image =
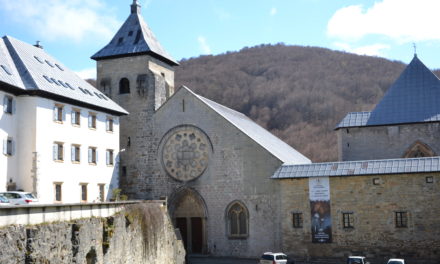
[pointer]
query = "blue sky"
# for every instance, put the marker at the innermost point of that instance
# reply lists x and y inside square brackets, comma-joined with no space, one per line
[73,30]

-*-

→ Set problem:
Format the material above as a numbered list with one line per item, skipping any blank lines and leaving out the pictures.

→ Written response:
1. image =
2. [pointer]
3. query = "blue sky"
4. # for every instance, put the marker at the innermost point of that instance
5. # reply lists x and y inside square brackets, comma-joined with no space, one per line
6. [73,30]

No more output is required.